Problem requirements: Repeat every one of the entries below word for word, without changing anything.

A few records:
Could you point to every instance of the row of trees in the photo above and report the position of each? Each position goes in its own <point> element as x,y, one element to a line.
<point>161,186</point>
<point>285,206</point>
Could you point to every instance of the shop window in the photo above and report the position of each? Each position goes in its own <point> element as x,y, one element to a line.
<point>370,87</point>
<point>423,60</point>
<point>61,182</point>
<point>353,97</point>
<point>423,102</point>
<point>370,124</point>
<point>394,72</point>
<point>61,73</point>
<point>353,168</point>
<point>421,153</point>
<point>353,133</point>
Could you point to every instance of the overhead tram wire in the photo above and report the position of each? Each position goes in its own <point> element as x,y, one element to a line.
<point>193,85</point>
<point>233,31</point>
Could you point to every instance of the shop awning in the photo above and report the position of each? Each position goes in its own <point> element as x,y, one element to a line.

Solved problem:
Could you point to every instance of the row of trees in the photo above and report the position of each? Each position goes in its own <point> element as x,y, one element to a line.
<point>161,186</point>
<point>285,206</point>
Could you point to every instance of the shop window in the photo above and report the position of each? Each position goes in its own <point> element as x,y, one element to a line.
<point>370,87</point>
<point>423,60</point>
<point>61,182</point>
<point>353,97</point>
<point>423,102</point>
<point>370,124</point>
<point>394,72</point>
<point>61,73</point>
<point>353,168</point>
<point>421,153</point>
<point>353,133</point>
Could you point to every instance of the overhead tram wire in the photo above and report the position of each? Each position goes in its own <point> element as x,y, one element to a line.
<point>193,85</point>
<point>233,31</point>
Could you point to every instance of the shop awning in the photo above and report the position of each? Each position goes in its own <point> element as x,y, one element to a line.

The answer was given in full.